Option 1: Directory of CIF Files

# Point to a directory containing CIF files
uv run scripts/run_benchmarks.py --cifs /path/to/cif/directory --config comprehensive --name my_run

Option 2: File List

Create a text file with CIF paths:

# my_structures.txt
path/to/structure1.cif
path/to/structure2.cif
path/to/structure3.cif

Then run:

uv run scripts/run_benchmarks.py --cifs my_structures.txt --config comprehensive --name my_run

Option 3: CSV File with Structures

Load structures directly from a CSV file containing structure data:

# Load from CSV file
uv run scripts/run_benchmarks.py --csv my_structures.csv --config comprehensive --name my_csv_run

CSV Format Requirements:

  • Must contain a column named structure, LeMatStructs, or cif_string
  • The structure column should contain either:
    • JSON strings (pymatgen Structure dictionaries) - recommended
    • CIF strings (CIF format text)

Example CSV format:

material_id,structure,other_metadata
0,"{""@module"": ""pymatgen.core.structure"", ""@class"": ""Structure"", ""lattice"": {...}, ""sites"": [...]}",metadata1
1,"{""@module"": ""pymatgen.core.structure"", ""@class"": ""Structure"", ""lattice"": {...}, ""sites"": [...]}",metadata2

Note: You can only use one input method at a time (--cifs OR --csv, not both).

Configuration Options

  • --cifs: Path to directory or file list (use with --cifs OR --csv)
  • --csv: Path to CSV file containing structures (use with --cifs OR --csv)
  • --config: Configuration name (default: comprehensive)
  • --name: Name for this benchmark run (required)
  • --families: Specific benchmark families to run (optional, defaults to all)
  • --fingerprint-method: Fingerprinting method to use (bawl, short-bawl, structure-matcher, pdd)

WRITTEN INSTRUCTION: Write the next part of the benchmark script instructions above, starting right after the line describing the --fingerprint-method option.

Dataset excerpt
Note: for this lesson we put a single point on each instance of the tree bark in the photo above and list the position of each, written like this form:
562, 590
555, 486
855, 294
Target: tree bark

ANSWER TO THIS TASK:
Available Benchmark Families

Family Description Computational Cost
validity Fundamental structure validation (charge, distance, plausibility) Low
distribution Distribution similarity (JSD, MMD, FrΓ©chet distance) Medium
diversity Structural diversity (element, space group, site number, physical) Low
novelty Novelty vs. LeMat-Bulk reference dataset Medium
uniqueness Internal uniqueness within generated set Low
stability Thermodynamic stability (formation energy, e_above_hull) High
hhi Supply risk assessment (production/reserve concentration) Low
sun Composite metric (Stability + Uniqueness + Novelty) High

Available Configurations

  • comprehensive.yaml - All benchmark families using BAWL fingerprinting (default)
  • comprehensive_structure_matcher.yaml - All benchmark families using structure-matcher
  • comprehensive_new.yaml - Enhanced benchmarks with augmented fingerprinting
  • validity.yaml - Validity metrics only
  • distribution.yaml - Distribution metrics only
  • diversity.yaml - Diversity metrics only
  • novelty.yaml - Novelty metrics only
  • uniqueness.yaml - Uniqueness metrics only
  • stability.yaml - Stability metrics only
  • hhi.yaml - HHI metrics only
  • sun.yaml - SUN metrics only

Fingerprinting Methods

Method Description Speed Memory Usage
bawl Full BAWL fingerprinting Fast Low
short-bawl Shortened BAWL fingerprinting (default) Fast Low
structure-matcher PyMatGen StructureMatcher comparison Slow High
pdd Packing density descriptor Medium Medium

Running Specific Benchmark Families

Single Family

# Run only validity checks
uv run scripts/run_benchmarks.py --cifs structures/ --config validity --families validity --name validity_only

# Run only stability analysis
uv run scripts/run_benchmarks.py --cifs structures/ --config stability --families stability --name stability_only

Multiple Families (2-3 families)

# Run validity and novelty (low + medium cost)
uv run scripts/run_benchmarks.py --cifs structures/ --config comprehensive --families validity novelty --name validity_novelty

# Run diversity, uniqueness, and HHI (all low cost)
uv run scripts/run_benchmarks.py --cifs structures/ --config comprehensive --families diversity uniqueness hhi --name diversity_analysis

# Run distribution and stability (medium + high cost)
uv run scripts/run_benchmarks.py --cifs structures/ --config comprehensive --families distribution stability --name distribution_stability

# Run novelty, uniqueness, and SUN (medium + low + high cost)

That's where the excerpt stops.